Written request » Can you reproduce every one of the items below word for word, with no changes?

Given entries »
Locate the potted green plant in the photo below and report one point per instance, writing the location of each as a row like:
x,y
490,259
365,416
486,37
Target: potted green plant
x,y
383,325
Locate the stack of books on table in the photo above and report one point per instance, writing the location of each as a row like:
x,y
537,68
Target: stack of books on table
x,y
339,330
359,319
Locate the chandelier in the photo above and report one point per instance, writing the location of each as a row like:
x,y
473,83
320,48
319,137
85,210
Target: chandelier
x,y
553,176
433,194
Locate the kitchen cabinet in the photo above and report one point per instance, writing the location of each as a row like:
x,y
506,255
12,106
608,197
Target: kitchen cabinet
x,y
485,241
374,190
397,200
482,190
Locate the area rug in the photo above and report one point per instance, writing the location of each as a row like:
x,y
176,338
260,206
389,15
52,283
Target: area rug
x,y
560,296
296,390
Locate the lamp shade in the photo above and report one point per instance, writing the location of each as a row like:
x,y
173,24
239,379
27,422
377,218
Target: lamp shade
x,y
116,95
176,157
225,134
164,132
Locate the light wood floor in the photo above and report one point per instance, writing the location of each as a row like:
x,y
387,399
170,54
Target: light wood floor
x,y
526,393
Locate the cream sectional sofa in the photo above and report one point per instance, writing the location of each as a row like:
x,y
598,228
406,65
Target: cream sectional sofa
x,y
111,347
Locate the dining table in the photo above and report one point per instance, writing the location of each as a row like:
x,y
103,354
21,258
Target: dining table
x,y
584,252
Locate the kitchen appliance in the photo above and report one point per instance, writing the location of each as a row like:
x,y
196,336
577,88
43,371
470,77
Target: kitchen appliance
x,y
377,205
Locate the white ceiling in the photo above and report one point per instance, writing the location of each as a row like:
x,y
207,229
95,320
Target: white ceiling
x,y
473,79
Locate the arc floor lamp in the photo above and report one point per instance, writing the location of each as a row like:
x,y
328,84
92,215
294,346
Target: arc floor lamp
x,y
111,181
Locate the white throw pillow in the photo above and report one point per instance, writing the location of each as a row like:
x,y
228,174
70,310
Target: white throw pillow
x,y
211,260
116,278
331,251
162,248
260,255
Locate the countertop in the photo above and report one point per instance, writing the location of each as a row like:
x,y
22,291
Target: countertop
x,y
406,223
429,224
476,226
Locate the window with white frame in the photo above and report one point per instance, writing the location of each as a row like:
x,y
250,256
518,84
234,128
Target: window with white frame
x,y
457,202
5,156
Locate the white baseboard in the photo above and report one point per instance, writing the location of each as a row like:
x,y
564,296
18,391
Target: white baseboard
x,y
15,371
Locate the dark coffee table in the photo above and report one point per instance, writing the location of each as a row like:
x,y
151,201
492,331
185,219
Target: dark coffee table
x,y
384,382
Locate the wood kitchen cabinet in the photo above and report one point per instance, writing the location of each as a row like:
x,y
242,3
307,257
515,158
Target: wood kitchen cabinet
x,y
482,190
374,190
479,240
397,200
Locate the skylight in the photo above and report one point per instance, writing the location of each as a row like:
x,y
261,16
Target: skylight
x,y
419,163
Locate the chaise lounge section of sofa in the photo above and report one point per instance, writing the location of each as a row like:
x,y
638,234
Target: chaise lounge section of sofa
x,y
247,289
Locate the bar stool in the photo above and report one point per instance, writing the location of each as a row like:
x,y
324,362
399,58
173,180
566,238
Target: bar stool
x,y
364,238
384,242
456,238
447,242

Solution »
Locate the potted green plant in the photo below and report one point per instance, writing the location of each as a row like:
x,y
490,259
365,416
486,37
Target: potted green plant
x,y
383,325
Locate the stack of books on table in the photo above and report one point per instance, writing the location of each as a row like:
x,y
537,68
Target: stack of books on table
x,y
339,330
359,319
Locate the chandelier in the photo above and report one point per instance, writing the location of each as a row like:
x,y
473,83
320,48
319,137
85,210
Target: chandelier
x,y
553,176
433,194
Locate the kitchen cabinet in the photo above and report one point per instance, writing the location of each as a row like:
x,y
506,255
12,106
608,197
Target: kitchen cabinet
x,y
485,241
374,190
397,200
482,190
Locate the area rug in the photo above and report one point per instance, writing the location of each as a row like:
x,y
176,338
260,206
389,15
52,283
Target: area rug
x,y
560,296
296,390
Locate the lamp shade in the photo above and report one point per instance, writing the location of each as a row like:
x,y
173,24
239,379
27,422
377,218
Target: lamp shade
x,y
116,95
176,157
225,134
164,132
Locate the light wood floor in the photo above and report one point per instance, writing the location of each as a row like:
x,y
387,399
170,54
Target: light wood floor
x,y
526,393
Locate the cream sectional sofa in the photo above and report one point per instance, writing the location of each as a row like:
x,y
598,228
406,65
Target: cream sectional sofa
x,y
111,347
Locate the dining table in the photo above and report one point per instance, writing the location of each as a row like:
x,y
103,354
21,258
Target: dining table
x,y
584,252
Locate the kitchen appliance in the photo above and report one point per instance, writing the location of each as a row like:
x,y
196,336
577,88
43,371
470,77
Target: kitchen appliance
x,y
377,205
Locate the white ceiling in the photo above and report one point per instance, writing the location of each as a row like:
x,y
207,229
95,320
Target: white ceiling
x,y
473,79
Locate the arc floor lamp in the photo above and report one point per instance, writing the location of each as a row like:
x,y
328,84
92,215
294,346
Target: arc floor lamp
x,y
111,181
Locate the white throw pillow in the photo above and report one point per instance, writing the location of each as a row like:
x,y
228,174
70,310
Target: white throw pillow
x,y
211,260
116,278
331,251
162,248
260,255
Locate the countertop in the photo above and report one point per instance, writing the location of each as a row like:
x,y
22,291
Target: countertop
x,y
406,223
429,224
476,226
Locate the window with white frame in the photo above and report one point per instance, writing the location of each as a row like:
x,y
250,256
518,84
234,128
Target: window with white frame
x,y
457,202
5,156
Locate the white baseboard in the photo above and report one point per instance, writing the location of each as a row like:
x,y
564,296
18,391
Target: white baseboard
x,y
15,371
Locate the dark coffee table in the photo above and report one point per instance, writing the location of each as a row like:
x,y
151,201
492,331
185,219
Target: dark coffee table
x,y
384,382
Locate the wood kitchen cabinet in the photo above and report one point per instance, writing the location of each as a row like:
x,y
242,3
307,257
515,158
Target: wood kitchen cabinet
x,y
482,190
374,190
479,240
397,200
Locate the skylight in the photo above and report one point per instance, writing the location of each as a row like:
x,y
261,16
Target: skylight
x,y
419,163
Locate the chaise lounge section of sofa in the photo above and report one point per instance, writing the location of each as a row like:
x,y
638,234
Target: chaise lounge section of sofa
x,y
247,289
Locate the bar stool in the photo above and report one point per instance, writing the location of each as a row like:
x,y
324,362
399,58
173,180
566,238
Target: bar stool
x,y
364,238
384,242
456,238
447,242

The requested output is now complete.